Im 10. Jahrhundert begannen Mönche den kleinen Fluss Seille, die umliegenden Weiher und Sümpfe aufzustauen um Fische zu fangen und zu züchten. Einmal im Jahr wird das Wasser des Teichs, der doch vielmehr ein See ist, abgelassen, wobei sich die Kanäle zur Freude der Fischer mit Karpfen, Schleien und Hechten füllen. Schon scharren internationale Archäologen mit den Füßen, können sie doch endlich nach den Relikten vergangener Zeiten gründeln. Will man allerdings etwas über Mönche wissen, die auf dem Grunde des Sees immer noch unermüdlich der Fischzucht frönen, gar lockenden Feen erliegen oder vor gottlosen Wüstlingen erschauern, muss man tief in der Volksseele graben. Oder den Schlossherrn befragen. Unter Umständen bringt mir dieser Reim den Pulitzer-Preis ein. Da! Schon wieder!
Um den eigentlichen Weiher zu umrunden, sollte man sich nach Lindre-Basse begeben. Der schnurgerade Weiler liegt ca. 3 Kilometer von Dieuze, einem typisch lothringischen Städtchen mit – natürlich – einer Bar du Centre sowie einer Bar Place, in der man seinen Apéritif genießen kann, entfernt. Ein kleines, aber feines Restaurant wirbt mit regionalen Spezialitäten. Aber davon später. Zunächst einmal fahren wir durch die unaufgeregt ebene Landschaft, die der Seele, ach, so gut tut. Links und rechts Getreidefelder, dazwischen goldene Sonnenblumen, kleine Wäldchen, die sicherlich viel Wild bergen, da Rehe und Füchse über die Straße wechseln. Lindre-Basse, ebenfalls in lässiger Beschaulichkeit, überrascht am Ende der Hauptstraße mit einem überwältigenden See-Panorama. Über uns segeln Schwalben, Störche landen auf ihren Nestern, Fischreiher gründeln nach dem, was sie halt so fressen, Enten jeglicher Couleur paddeln im Schilf. Wir blicken über den größten Fischweiher Frankreichs (620 Hektar!) samt Vogelschutzgebiet. Ein Paradies für Ornithologen, die, ausgerüstet mit Fernglas, Anglerhut und glänzenden Augen Richtung Vogel-Beobachtungs-Stand pilgern. Ein grauhaariger Herr führt mit großer Geste ein gut situiertes Pärchen in die Geheimnisse des Étang de Lindre ein. Wir vermuten, man kann ihn buchen.

* ERFASSTE DATEN *
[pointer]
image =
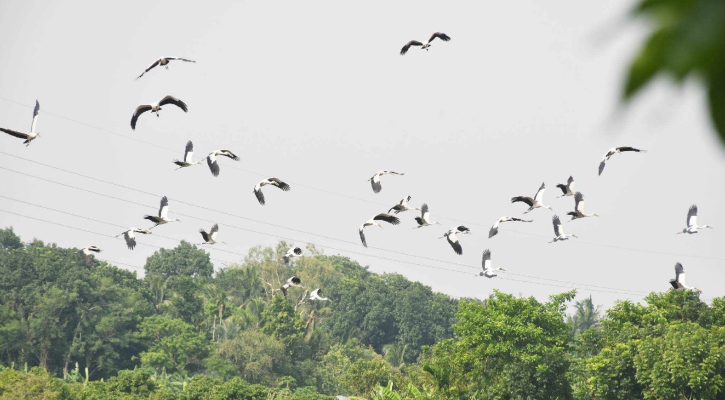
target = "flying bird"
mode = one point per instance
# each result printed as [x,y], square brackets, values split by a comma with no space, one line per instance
[164,62]
[424,219]
[692,226]
[131,238]
[29,137]
[269,181]
[376,221]
[568,189]
[494,228]
[614,151]
[439,35]
[293,281]
[679,281]
[579,208]
[315,295]
[488,270]
[163,217]
[559,230]
[402,206]
[86,252]
[212,162]
[407,46]
[375,180]
[453,239]
[536,202]
[156,107]
[188,153]
[210,238]
[292,253]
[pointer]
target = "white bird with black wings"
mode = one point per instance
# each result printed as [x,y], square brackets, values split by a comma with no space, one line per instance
[376,221]
[188,154]
[156,107]
[559,230]
[214,164]
[269,181]
[293,281]
[210,238]
[536,202]
[291,254]
[692,226]
[163,217]
[164,62]
[614,151]
[488,270]
[453,239]
[494,228]
[679,282]
[29,137]
[130,236]
[375,180]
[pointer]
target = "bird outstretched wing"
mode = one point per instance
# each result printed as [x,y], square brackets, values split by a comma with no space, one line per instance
[439,35]
[173,100]
[139,110]
[35,116]
[524,199]
[15,133]
[387,218]
[150,67]
[692,215]
[455,243]
[407,46]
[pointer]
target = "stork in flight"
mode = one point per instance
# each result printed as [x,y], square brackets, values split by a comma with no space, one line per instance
[494,228]
[614,151]
[453,239]
[164,62]
[163,217]
[375,180]
[568,189]
[402,206]
[376,221]
[269,181]
[559,230]
[315,295]
[292,253]
[293,281]
[131,238]
[86,252]
[579,208]
[679,282]
[439,35]
[210,238]
[424,219]
[692,226]
[536,202]
[188,153]
[29,137]
[156,107]
[212,162]
[488,270]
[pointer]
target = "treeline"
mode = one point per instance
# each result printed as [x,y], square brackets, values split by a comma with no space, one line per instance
[93,331]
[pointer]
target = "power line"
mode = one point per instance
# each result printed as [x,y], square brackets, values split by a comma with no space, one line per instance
[602,289]
[276,236]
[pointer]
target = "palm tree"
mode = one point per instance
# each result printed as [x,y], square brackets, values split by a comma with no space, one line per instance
[586,316]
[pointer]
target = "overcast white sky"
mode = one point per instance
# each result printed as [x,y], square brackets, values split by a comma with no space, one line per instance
[316,94]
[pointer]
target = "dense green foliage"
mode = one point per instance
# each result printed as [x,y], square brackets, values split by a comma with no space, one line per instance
[687,38]
[76,330]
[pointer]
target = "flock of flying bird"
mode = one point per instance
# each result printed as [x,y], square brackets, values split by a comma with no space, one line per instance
[390,217]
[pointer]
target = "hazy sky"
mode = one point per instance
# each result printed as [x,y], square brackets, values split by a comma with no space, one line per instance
[316,94]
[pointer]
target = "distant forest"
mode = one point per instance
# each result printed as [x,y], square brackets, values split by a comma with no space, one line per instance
[73,327]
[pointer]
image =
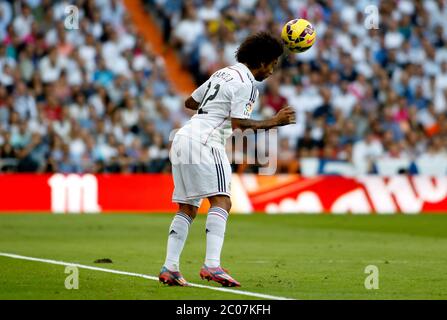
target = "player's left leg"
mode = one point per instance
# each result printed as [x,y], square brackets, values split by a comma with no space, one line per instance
[178,233]
[215,234]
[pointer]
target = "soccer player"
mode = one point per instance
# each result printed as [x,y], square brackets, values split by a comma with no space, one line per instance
[200,166]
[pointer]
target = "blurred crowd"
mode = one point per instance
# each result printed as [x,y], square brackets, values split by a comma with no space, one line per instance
[97,99]
[372,87]
[81,94]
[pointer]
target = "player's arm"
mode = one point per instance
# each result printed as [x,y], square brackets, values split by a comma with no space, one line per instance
[192,104]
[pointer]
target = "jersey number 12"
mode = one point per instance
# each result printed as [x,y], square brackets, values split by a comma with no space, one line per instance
[211,97]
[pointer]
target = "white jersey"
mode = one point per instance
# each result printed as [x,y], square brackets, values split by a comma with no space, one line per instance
[228,93]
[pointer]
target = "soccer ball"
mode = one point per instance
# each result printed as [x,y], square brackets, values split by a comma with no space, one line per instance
[298,35]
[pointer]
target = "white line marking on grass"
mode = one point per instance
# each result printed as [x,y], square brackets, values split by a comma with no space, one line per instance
[132,274]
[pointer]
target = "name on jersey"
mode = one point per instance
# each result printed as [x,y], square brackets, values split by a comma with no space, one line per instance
[223,75]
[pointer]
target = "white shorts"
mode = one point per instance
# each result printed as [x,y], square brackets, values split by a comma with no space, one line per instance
[199,171]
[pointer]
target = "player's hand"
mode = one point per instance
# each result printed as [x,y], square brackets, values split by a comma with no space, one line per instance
[286,116]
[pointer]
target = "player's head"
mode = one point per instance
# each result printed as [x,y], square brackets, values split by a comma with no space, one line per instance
[260,53]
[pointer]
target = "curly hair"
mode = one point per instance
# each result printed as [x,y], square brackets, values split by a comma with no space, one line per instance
[259,48]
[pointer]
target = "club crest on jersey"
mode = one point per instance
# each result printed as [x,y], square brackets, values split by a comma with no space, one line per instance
[248,109]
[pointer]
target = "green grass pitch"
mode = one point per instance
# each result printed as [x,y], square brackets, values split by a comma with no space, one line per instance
[296,256]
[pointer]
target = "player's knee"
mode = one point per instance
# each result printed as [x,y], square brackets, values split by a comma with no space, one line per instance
[221,202]
[189,210]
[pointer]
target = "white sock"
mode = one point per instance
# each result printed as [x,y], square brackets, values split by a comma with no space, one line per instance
[215,233]
[178,232]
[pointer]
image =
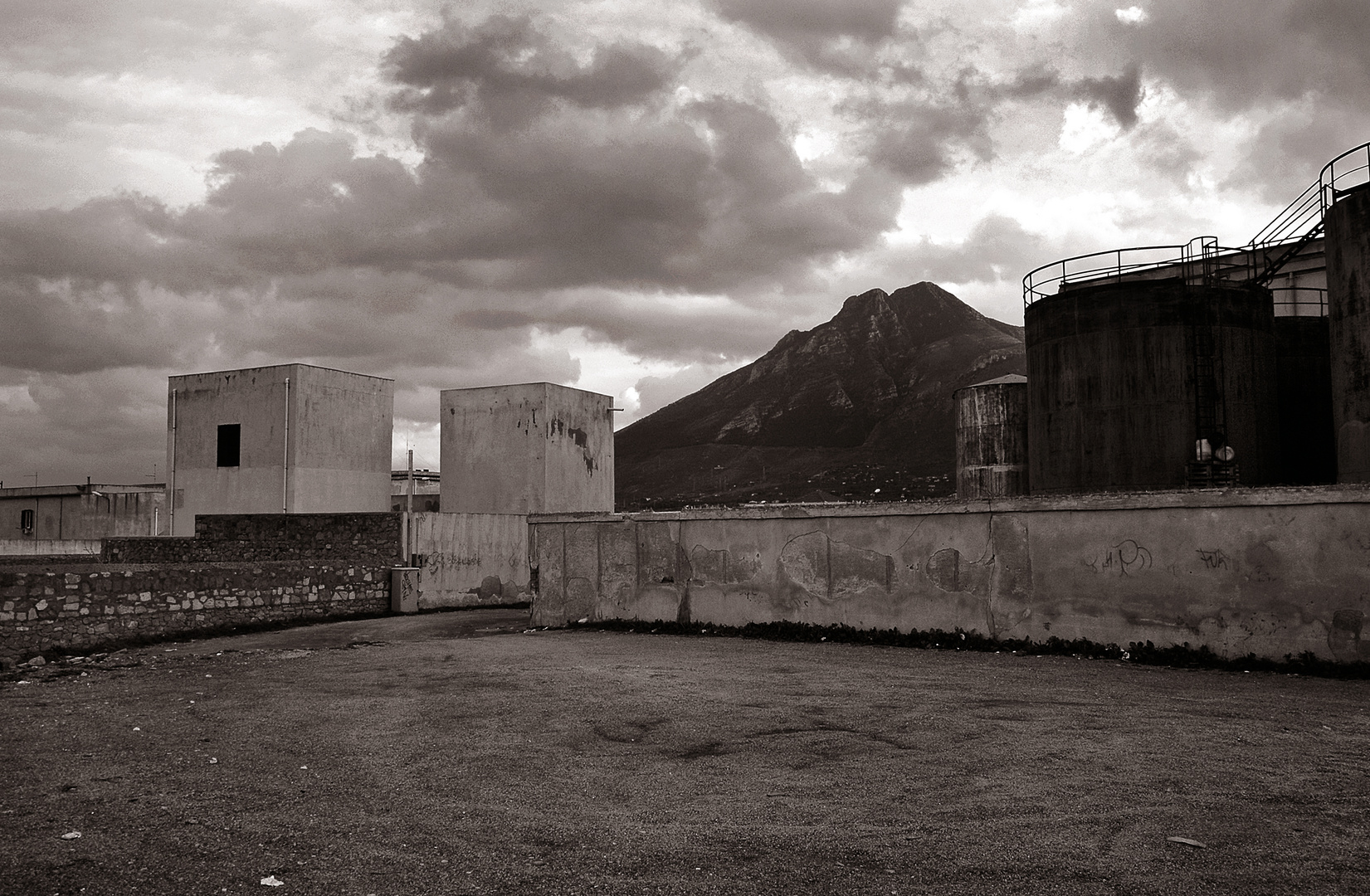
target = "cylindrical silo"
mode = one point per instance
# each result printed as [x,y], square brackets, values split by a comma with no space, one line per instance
[1347,231]
[1124,378]
[992,439]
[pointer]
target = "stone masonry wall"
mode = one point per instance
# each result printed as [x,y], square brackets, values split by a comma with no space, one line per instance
[239,570]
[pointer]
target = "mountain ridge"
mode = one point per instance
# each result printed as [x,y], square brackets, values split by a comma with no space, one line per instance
[869,388]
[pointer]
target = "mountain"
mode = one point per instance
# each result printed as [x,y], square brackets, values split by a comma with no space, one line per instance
[856,404]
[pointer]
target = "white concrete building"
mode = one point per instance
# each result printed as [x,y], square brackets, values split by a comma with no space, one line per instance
[288,439]
[529,448]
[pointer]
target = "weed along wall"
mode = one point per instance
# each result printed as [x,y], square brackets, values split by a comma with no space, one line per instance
[1266,572]
[239,570]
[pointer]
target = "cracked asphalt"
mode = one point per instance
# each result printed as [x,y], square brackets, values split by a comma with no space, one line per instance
[456,754]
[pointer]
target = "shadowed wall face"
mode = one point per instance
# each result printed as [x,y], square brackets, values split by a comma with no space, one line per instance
[1307,437]
[529,448]
[1114,388]
[1348,311]
[1281,573]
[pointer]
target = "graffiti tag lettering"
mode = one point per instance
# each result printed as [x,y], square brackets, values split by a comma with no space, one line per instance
[1214,559]
[1125,558]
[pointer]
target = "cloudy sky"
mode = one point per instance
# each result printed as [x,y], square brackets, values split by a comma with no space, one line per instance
[629,197]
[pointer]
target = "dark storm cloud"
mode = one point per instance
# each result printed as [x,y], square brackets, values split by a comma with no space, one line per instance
[1309,58]
[921,141]
[511,71]
[837,37]
[1119,94]
[997,248]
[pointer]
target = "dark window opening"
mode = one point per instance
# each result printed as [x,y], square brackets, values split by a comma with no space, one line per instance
[231,437]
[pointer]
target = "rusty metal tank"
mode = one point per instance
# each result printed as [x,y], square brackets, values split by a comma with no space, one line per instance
[992,439]
[1124,376]
[1346,196]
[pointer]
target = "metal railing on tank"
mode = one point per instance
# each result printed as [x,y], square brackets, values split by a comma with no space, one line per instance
[1300,302]
[1201,261]
[1344,174]
[1298,218]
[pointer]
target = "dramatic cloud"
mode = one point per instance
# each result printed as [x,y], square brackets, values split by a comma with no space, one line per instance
[621,196]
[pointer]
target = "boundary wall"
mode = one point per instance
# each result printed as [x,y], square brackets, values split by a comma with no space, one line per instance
[1268,572]
[237,570]
[471,559]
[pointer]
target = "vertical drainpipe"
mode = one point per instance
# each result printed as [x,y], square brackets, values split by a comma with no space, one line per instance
[285,454]
[172,496]
[408,517]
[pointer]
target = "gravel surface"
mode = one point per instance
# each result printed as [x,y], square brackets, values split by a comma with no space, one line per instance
[403,757]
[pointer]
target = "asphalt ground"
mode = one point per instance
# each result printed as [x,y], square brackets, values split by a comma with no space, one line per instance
[455,754]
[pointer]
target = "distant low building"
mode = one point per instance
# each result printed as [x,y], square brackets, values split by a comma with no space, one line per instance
[427,488]
[82,511]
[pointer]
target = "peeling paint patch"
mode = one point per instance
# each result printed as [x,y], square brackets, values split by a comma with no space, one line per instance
[835,570]
[721,567]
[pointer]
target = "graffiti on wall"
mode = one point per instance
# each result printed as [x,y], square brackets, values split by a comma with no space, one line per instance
[1214,559]
[1126,558]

* ARBEITSANWEISUNG *
Schreiben Sie aus dem zitierten Text über den Étang de Lindre alles von „Im 10. Jahrhundert“ bis hinunter zu „Da! Schon wieder!“ wortgetreu ab.

* ANTWORT ZUR AUFGABE *
Im 10. Jahrhundert begannen Mönche den kleinen Fluss Seille, die umliegenden Weiher und Sümpfe aufzustauen um Fische zu fangen und zu züchten. Einmal im Jahr wird das Wasser des Teichs, der doch vielmehr ein See ist, abgelassen, wobei sich die Kanäle zur Freude der Fischer mit Karpfen, Schleien und Hechten füllen. Schon scharren internationale Archäologen mit den Füßen, können sie doch endlich nach den Relikten vergangener Zeiten gründeln. Will man allerdings etwas über Mönche wissen, die auf dem Grunde des Sees immer noch unermüdlich der Fischzucht frönen, gar lockenden Feen erliegen oder vor gottlosen Wüstlingen erschauern, muss man tief in der Volksseele graben. Oder den Schlossherrn befragen. Unter Umständen bringt mir dieser Reim den Pulitzer-Preis ein. Da! Schon wieder!